* Begin Provided material *

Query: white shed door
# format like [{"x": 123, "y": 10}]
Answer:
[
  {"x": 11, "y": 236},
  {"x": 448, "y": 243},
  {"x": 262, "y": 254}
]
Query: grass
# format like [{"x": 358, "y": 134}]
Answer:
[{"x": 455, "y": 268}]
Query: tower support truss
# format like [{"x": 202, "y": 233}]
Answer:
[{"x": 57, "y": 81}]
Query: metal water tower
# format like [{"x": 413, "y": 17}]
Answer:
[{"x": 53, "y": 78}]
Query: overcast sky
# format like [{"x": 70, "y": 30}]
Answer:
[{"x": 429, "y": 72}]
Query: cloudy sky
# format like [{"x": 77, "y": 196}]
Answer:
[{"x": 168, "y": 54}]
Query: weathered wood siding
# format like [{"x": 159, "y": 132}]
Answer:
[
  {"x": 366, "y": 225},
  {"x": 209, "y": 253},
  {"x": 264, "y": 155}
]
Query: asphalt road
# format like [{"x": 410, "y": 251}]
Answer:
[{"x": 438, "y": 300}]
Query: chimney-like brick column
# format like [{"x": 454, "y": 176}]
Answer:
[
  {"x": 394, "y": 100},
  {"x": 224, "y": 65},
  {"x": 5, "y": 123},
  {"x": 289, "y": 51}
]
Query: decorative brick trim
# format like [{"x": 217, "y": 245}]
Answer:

* End Provided material *

» **Description of the task**:
Rewrite every line of the material from the line with "Query: cloudy sky" through the last line, with each request included, and shift each x and y coordinate in the answers up by 142. Keep the numbers in the format samples as they are.

» **The output**:
Query: cloudy sky
# format like [{"x": 77, "y": 196}]
Answer:
[{"x": 310, "y": 196}]
Query: weathered wood siding
# format like [{"x": 159, "y": 132}]
Answer:
[
  {"x": 508, "y": 367},
  {"x": 351, "y": 395},
  {"x": 406, "y": 297}
]
Query: asphalt road
# format like [{"x": 410, "y": 251}]
Answer:
[{"x": 580, "y": 442}]
Query: chimney-like brick column
# format like [{"x": 454, "y": 176}]
Answer:
[
  {"x": 536, "y": 242},
  {"x": 366, "y": 207},
  {"x": 147, "y": 265},
  {"x": 431, "y": 193}
]
Query: decorative brick trim
# format like [{"x": 217, "y": 245}]
Answer:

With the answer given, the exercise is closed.